━━━━━ Reading text ━━━━━


    I can't say there's any one thing that makes a cover work for me. They have to be well composed, a good balance of busy-ness and quiet space, thoughtful use of colour. And what can be a great treatment of a subject by one creator can kind of jar in the hands of another. And then that's in my eyes - someone else might feel exactly the opposite! So when you look at it like that, those cover designers have a very tricky job, don't they!

    :) Sharon

  5. Hi Nikki.
    I love any cover that has an Empire style gown on it. I know then its a Regency and if its under the romance tag in the store, I'll buy it. Sigh. I just love those dresses.
    :) Tam

  6. Kylie - yes, forgot about direct eye contact and how effective that can be. It is about simplicity, I think. Clean lines, clear images, appropriate colours.

    Kate Hewitt - you must have terrific google alerts going to have found your way in. Welcome to the LoveCats! Great to have another Harlequin author here visiting. It must kill the graphic art departments when their images are squeezed right down into Playschool's 'round window' for US release. I think statues take on a 'sexy' aura because they're such silent witness to events. And so cool and smooth under the fingers...

    Mel - ooh, a non-cover person. Interesting. One day when you pick up a book becuase the cover speaks to you, think of me *smile* Question is... would you NOT buy something because it had a bad cover?

  7. Sharon - Another vote for colour (and yes, 'thoughtful' is a good way of putting it). So much depends on the artist and so often they get no credit at all.

    Tamara - Good to see you here :) It's interesting how there are shapes in our culture which are indicative of certain things. The distinctive shape of a top-spreading acacia tree against the sky instantly says Africa without having to do a thing more on the cover. And the empire line - yes regency. The use of dark shadow on covers is becoming synonymous with paranormal (at least the vampire ones too). Crop circles = aliens. What else... (hmmmmm...)

  8. Covers are very important. I can be turned off a book by a sucky cover. I loved my first cover - it was totally perfect, not so sure about my next one.

    BTW - I think the baby is just adorable - I can here the babyish giggle as Dad blurts on the side of his next :)

    BTW2 - my word verification for this post was bumbrace - WTF - mental images abound.

  9. Oh, I do love covers!!

━━━━━ Available data ━━━━━

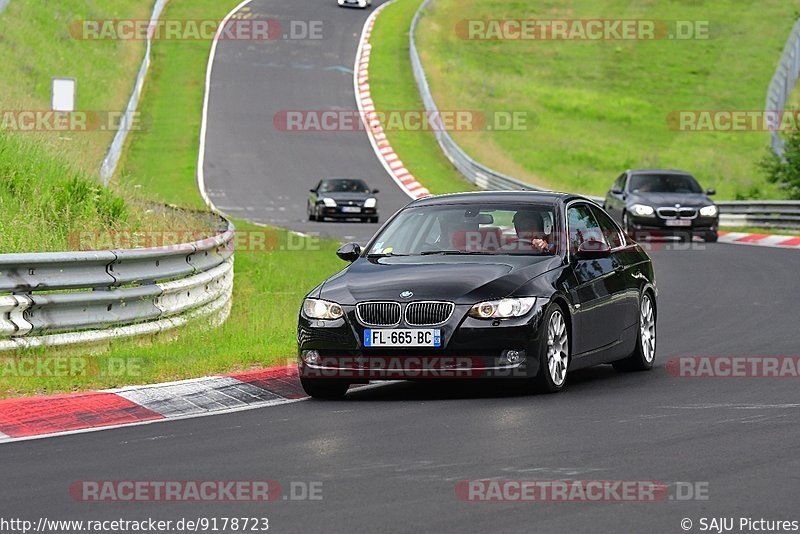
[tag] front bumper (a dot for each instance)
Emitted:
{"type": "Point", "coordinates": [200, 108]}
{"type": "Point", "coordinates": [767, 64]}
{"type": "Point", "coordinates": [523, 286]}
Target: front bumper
{"type": "Point", "coordinates": [337, 213]}
{"type": "Point", "coordinates": [471, 348]}
{"type": "Point", "coordinates": [656, 226]}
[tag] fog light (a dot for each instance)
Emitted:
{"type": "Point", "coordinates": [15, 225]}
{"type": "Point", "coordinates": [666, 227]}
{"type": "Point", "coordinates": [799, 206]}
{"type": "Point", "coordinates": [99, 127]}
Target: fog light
{"type": "Point", "coordinates": [514, 356]}
{"type": "Point", "coordinates": [311, 357]}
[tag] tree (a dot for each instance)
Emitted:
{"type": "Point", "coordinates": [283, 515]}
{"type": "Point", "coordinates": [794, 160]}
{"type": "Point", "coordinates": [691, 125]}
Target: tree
{"type": "Point", "coordinates": [785, 171]}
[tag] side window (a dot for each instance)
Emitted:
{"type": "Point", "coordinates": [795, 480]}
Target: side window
{"type": "Point", "coordinates": [610, 230]}
{"type": "Point", "coordinates": [620, 182]}
{"type": "Point", "coordinates": [582, 226]}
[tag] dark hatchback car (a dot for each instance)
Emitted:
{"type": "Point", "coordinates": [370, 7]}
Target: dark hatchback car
{"type": "Point", "coordinates": [342, 198]}
{"type": "Point", "coordinates": [474, 285]}
{"type": "Point", "coordinates": [662, 202]}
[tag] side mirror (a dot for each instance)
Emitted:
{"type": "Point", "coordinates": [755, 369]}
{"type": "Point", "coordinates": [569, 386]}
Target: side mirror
{"type": "Point", "coordinates": [592, 250]}
{"type": "Point", "coordinates": [349, 252]}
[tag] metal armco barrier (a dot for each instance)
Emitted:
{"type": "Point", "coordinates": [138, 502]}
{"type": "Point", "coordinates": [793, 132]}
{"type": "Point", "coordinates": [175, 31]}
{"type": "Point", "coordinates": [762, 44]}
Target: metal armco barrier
{"type": "Point", "coordinates": [766, 214]}
{"type": "Point", "coordinates": [73, 297]}
{"type": "Point", "coordinates": [760, 214]}
{"type": "Point", "coordinates": [783, 82]}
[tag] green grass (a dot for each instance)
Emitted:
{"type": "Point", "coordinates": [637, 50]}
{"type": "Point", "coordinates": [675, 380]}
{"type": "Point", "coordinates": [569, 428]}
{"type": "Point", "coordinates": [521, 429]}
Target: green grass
{"type": "Point", "coordinates": [392, 88]}
{"type": "Point", "coordinates": [598, 108]}
{"type": "Point", "coordinates": [43, 201]}
{"type": "Point", "coordinates": [756, 230]}
{"type": "Point", "coordinates": [269, 285]}
{"type": "Point", "coordinates": [36, 44]}
{"type": "Point", "coordinates": [163, 160]}
{"type": "Point", "coordinates": [268, 291]}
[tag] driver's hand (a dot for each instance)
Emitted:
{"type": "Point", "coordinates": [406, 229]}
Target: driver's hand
{"type": "Point", "coordinates": [539, 244]}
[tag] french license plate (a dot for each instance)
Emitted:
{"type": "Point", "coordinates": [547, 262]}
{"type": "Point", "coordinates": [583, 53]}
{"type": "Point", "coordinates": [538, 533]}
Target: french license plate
{"type": "Point", "coordinates": [402, 338]}
{"type": "Point", "coordinates": [678, 222]}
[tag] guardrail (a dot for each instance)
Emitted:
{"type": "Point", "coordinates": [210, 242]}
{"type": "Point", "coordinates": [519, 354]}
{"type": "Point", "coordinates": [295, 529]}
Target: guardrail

━━━━━

Task to carry out – Rewrite the comments on book covers, starting with "5. Hi Nikki." and going on through "love those dresses.", with "gowns" in place of "dresses".

Response to the task –
5. Hi Nikki.
    I love any cover that has an Empire style gown on it. I know then its a Regency and if its under the romance tag in the store, I'll buy it. Sigh. I just love those gowns.